• Problem to solve: Report each line of the data that contains the word "Should", copying every such line in full.

## Start Data provided

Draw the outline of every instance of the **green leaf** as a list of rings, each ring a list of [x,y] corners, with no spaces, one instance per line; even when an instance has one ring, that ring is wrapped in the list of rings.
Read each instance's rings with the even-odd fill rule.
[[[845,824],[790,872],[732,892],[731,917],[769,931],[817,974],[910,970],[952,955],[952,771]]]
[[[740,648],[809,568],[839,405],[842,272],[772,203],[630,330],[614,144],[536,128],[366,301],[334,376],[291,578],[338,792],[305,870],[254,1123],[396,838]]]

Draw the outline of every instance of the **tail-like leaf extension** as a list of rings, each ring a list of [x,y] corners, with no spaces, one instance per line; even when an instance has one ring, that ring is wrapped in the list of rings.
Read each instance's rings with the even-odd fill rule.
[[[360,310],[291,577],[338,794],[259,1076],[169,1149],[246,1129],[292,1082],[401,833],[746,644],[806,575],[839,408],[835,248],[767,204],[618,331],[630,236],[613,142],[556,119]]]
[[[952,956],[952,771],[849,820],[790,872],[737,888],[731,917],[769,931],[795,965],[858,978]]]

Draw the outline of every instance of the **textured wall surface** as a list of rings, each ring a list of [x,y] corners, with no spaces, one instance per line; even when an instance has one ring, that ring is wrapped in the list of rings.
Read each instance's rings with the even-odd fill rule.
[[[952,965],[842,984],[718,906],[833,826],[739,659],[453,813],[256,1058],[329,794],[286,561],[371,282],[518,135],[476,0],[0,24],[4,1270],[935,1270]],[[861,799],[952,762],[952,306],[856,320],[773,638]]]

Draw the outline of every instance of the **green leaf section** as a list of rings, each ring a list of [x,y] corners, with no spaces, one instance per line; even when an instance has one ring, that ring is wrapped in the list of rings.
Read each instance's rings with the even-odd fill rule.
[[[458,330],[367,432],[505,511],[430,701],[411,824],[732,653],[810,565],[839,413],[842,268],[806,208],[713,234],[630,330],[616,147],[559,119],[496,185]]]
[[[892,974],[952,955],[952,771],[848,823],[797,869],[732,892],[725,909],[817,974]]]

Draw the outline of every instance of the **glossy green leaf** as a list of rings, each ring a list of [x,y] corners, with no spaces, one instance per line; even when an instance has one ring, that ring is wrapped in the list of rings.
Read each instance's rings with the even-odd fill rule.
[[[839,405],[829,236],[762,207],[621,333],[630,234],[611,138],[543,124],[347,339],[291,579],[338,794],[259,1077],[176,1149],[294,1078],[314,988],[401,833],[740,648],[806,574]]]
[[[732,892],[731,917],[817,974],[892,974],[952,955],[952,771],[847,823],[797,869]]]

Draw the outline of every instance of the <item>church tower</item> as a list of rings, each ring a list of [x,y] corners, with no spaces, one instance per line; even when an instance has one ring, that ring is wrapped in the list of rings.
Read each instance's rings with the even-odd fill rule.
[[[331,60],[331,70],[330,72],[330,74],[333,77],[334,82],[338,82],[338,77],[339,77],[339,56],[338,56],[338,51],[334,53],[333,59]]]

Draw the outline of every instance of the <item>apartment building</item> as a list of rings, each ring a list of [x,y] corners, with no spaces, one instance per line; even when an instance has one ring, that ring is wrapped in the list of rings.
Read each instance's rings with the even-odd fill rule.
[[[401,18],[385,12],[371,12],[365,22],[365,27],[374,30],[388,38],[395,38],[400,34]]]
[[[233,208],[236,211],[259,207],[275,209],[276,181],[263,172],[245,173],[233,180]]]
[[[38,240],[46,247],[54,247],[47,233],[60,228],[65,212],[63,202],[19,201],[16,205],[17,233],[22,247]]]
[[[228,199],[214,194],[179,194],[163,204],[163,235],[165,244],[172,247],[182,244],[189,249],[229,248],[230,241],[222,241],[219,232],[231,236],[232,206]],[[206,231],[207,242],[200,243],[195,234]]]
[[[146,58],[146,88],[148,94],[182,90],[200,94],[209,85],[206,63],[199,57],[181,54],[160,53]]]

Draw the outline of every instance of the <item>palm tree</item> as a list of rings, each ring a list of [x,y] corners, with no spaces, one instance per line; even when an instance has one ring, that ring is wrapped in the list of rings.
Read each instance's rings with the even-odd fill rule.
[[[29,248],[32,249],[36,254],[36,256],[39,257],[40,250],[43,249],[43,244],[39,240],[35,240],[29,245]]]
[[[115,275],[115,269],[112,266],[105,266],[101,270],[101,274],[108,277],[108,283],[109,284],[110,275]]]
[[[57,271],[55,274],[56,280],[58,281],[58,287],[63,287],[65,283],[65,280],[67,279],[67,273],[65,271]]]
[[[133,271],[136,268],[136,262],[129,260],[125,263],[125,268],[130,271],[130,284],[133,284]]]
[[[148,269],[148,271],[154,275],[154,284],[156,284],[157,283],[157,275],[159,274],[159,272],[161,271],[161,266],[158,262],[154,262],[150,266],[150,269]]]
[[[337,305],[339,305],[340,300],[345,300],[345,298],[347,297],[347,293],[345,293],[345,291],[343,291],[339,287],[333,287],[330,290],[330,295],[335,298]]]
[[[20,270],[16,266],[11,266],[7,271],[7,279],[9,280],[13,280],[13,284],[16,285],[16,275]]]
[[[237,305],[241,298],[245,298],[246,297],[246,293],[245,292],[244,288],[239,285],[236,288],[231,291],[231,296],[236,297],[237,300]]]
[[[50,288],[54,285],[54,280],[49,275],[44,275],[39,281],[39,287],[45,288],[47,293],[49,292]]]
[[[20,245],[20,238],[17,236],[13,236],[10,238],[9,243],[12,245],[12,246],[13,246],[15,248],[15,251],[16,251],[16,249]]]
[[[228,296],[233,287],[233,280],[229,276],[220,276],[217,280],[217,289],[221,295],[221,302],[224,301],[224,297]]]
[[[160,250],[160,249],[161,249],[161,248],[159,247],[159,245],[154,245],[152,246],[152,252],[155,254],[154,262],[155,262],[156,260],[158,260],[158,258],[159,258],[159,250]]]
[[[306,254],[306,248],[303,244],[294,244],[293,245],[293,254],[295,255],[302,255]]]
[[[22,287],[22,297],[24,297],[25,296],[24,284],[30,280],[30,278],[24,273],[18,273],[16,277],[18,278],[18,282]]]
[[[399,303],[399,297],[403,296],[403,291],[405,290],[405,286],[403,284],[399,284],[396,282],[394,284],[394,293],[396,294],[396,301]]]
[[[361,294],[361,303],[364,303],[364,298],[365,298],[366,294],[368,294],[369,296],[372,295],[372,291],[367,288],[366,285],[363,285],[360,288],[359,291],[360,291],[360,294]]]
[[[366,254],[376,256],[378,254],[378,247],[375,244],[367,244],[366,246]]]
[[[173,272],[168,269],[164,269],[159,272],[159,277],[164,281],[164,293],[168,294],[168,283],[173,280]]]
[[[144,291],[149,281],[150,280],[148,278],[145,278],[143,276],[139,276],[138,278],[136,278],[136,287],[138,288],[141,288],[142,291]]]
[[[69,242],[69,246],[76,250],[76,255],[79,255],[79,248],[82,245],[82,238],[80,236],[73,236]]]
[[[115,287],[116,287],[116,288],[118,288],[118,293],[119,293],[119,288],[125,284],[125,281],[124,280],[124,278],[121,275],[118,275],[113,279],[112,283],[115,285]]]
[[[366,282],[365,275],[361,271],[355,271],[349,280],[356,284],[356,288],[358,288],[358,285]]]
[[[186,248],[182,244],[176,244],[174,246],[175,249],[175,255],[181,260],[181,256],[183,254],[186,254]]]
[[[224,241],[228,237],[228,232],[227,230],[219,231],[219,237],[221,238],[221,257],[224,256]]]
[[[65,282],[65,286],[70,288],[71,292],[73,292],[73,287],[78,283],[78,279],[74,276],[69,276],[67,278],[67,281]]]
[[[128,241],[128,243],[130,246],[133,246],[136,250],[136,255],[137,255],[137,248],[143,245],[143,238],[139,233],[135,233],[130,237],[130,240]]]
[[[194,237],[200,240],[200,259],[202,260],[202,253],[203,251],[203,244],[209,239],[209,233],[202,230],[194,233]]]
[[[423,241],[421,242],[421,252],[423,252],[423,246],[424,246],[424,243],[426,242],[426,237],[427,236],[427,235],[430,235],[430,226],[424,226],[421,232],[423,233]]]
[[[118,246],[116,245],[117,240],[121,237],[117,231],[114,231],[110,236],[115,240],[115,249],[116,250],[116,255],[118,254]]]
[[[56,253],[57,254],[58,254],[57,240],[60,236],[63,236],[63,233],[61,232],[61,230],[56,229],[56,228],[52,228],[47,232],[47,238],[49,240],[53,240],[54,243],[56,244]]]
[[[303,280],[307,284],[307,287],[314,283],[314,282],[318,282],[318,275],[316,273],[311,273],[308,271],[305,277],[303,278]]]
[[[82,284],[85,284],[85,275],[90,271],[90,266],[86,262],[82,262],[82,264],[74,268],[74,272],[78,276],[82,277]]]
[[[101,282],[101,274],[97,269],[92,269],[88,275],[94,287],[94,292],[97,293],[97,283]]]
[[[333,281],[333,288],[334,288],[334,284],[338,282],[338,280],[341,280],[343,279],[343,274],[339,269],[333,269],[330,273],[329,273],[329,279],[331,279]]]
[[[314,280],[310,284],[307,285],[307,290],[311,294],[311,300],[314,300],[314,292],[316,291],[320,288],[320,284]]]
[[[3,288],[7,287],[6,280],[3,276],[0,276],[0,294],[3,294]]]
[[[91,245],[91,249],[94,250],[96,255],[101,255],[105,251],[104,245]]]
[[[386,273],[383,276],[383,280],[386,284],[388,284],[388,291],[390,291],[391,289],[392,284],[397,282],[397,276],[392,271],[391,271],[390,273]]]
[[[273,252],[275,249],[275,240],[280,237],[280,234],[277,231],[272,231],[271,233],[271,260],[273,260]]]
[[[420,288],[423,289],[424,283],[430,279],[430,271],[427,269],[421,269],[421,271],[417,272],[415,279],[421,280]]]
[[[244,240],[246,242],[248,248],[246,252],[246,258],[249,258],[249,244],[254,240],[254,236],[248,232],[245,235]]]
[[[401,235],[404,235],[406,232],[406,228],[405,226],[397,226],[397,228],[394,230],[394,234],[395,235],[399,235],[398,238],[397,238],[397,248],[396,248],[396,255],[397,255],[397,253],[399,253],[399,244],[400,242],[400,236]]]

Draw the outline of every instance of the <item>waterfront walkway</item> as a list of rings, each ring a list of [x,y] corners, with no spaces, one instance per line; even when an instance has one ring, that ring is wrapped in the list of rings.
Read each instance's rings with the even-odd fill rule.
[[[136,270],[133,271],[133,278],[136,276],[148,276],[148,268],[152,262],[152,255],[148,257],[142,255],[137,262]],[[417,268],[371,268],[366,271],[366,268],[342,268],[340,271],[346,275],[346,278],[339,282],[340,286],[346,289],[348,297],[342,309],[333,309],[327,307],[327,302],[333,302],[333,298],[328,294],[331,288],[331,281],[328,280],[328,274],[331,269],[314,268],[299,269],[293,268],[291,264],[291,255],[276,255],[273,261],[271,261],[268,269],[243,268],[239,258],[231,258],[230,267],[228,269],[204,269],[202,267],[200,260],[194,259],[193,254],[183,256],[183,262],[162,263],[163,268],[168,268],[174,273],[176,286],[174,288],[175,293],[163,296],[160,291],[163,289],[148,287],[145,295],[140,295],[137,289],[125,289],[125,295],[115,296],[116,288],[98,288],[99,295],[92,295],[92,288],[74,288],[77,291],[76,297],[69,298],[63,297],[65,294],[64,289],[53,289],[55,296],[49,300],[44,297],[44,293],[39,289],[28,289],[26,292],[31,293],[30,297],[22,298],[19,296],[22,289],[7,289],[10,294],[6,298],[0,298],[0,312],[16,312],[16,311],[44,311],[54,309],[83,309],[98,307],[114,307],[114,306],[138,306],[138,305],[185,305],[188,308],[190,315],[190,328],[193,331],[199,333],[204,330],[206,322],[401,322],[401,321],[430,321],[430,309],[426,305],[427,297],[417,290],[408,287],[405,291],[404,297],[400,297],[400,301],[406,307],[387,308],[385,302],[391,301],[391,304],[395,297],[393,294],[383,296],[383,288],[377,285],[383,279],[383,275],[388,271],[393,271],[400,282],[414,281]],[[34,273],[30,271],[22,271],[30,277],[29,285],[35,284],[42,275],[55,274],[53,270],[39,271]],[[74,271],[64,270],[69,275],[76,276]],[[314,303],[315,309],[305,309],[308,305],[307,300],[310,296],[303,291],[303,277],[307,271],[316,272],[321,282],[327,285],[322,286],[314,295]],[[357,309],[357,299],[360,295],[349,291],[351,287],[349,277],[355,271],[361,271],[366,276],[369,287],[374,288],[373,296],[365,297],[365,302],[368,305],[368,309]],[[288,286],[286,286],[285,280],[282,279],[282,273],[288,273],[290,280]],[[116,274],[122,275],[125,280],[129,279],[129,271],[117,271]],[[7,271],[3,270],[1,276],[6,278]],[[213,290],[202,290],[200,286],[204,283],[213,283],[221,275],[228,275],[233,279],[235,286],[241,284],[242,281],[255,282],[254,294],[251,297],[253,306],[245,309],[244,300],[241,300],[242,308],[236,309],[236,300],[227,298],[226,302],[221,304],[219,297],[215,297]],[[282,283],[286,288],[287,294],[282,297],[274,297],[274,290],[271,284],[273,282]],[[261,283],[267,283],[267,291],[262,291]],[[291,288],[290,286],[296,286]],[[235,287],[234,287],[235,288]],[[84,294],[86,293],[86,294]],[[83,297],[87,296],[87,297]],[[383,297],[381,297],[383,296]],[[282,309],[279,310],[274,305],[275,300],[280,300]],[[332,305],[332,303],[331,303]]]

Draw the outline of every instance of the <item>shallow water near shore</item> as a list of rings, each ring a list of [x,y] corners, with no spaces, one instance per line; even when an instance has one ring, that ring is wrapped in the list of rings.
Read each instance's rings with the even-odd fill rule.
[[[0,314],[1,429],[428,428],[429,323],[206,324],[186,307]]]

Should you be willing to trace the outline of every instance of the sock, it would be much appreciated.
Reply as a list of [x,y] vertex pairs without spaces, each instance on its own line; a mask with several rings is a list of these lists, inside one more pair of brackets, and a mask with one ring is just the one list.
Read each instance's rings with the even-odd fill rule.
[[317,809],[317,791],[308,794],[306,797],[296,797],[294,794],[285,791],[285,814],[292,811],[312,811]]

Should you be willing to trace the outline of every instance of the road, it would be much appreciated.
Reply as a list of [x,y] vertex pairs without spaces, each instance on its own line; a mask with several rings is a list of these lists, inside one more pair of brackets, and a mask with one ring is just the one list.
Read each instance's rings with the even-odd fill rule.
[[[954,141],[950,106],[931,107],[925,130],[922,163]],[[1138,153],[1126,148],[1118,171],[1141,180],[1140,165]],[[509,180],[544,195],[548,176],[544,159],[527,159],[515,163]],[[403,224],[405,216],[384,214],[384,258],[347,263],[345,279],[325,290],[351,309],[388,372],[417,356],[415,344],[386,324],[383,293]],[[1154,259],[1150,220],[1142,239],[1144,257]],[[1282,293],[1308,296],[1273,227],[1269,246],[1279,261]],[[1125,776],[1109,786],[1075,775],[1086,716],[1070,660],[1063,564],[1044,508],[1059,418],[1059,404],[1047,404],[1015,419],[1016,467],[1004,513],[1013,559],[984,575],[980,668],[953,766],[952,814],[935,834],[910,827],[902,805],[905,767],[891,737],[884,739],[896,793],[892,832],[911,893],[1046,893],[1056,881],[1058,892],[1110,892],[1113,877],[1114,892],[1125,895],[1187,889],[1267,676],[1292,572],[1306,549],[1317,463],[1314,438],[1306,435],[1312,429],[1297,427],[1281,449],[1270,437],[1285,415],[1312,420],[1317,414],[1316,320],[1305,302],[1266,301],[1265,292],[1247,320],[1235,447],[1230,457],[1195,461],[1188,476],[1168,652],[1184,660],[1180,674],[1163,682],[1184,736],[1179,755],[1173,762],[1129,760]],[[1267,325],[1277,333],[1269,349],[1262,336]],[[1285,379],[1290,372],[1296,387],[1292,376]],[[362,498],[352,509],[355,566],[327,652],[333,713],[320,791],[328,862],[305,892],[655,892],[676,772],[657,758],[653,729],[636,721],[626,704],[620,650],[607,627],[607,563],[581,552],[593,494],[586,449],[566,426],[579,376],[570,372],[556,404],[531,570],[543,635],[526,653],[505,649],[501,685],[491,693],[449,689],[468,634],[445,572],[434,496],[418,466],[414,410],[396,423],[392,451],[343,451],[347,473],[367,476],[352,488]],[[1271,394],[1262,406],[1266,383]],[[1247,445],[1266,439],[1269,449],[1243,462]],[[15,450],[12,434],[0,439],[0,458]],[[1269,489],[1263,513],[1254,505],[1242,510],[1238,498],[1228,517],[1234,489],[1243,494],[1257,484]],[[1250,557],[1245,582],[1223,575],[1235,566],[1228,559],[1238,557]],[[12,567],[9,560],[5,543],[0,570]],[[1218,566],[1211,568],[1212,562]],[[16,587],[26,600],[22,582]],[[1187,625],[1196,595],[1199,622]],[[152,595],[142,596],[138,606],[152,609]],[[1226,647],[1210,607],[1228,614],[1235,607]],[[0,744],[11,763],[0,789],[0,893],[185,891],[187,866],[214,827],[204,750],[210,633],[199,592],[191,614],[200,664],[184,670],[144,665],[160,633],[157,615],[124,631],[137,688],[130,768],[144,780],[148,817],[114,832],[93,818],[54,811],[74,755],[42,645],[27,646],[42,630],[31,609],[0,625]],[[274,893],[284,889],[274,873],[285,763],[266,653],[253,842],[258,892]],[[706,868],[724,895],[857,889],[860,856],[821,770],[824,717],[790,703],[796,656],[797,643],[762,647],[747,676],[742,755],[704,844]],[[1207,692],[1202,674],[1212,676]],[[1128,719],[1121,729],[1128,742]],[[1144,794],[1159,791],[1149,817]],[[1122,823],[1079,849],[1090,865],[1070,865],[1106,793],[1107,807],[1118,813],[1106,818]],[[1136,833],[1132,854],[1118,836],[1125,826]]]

## End Data provided

• Output of the task:
Should you be willing to trace the outline of every instance of the sock, it would be much appreciated.
Should you be willing to trace the outline of every instance of the road, it would be much appreciated.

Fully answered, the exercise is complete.